_Exercise prompt:_
Show every line from the items below that contains the word "tree", copied in full and without alteration.

* START *

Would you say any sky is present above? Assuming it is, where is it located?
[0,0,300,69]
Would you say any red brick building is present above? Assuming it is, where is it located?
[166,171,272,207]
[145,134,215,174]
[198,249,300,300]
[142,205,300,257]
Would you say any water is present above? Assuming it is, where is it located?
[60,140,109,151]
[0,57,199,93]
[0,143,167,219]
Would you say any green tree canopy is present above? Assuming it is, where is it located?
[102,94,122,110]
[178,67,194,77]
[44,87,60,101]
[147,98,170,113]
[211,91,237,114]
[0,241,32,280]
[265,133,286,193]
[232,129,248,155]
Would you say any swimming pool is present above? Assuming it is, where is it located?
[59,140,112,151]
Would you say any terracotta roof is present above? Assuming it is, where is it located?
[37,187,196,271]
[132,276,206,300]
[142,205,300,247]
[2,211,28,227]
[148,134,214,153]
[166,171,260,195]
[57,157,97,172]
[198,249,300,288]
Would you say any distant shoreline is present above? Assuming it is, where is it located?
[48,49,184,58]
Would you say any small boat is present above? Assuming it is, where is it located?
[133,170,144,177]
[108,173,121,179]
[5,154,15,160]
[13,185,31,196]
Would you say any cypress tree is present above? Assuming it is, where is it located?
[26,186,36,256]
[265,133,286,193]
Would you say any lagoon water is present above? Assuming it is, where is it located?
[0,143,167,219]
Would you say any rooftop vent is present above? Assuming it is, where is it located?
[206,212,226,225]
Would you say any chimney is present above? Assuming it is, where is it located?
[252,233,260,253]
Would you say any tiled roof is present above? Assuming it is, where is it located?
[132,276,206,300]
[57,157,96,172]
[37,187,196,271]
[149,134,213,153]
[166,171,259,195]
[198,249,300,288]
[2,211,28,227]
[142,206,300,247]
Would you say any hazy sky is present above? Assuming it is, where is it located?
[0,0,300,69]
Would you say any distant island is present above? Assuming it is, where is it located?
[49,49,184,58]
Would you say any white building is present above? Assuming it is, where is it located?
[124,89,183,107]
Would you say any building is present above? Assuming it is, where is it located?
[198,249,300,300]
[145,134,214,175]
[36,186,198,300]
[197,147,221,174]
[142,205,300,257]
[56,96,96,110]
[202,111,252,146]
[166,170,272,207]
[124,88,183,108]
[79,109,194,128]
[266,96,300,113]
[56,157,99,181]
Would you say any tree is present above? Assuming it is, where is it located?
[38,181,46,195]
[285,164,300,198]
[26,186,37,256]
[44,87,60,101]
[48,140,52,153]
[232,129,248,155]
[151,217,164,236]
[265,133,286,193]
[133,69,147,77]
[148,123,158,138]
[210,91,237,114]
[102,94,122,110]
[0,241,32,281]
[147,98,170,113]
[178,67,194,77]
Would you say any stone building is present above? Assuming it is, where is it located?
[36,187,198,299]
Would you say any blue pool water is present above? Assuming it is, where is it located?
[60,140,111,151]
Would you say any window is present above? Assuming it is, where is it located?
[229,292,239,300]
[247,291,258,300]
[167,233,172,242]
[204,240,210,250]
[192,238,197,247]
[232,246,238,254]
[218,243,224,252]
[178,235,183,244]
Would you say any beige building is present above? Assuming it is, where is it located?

* END *

_Answer to this problem:_
Would you say any green tree canopy is present above? Assuming it is, where is it located?
Would you say any cypress tree is present above? Assuming it is, where is it located?
Would you say any tree is present above? Assuming it is, where is it located?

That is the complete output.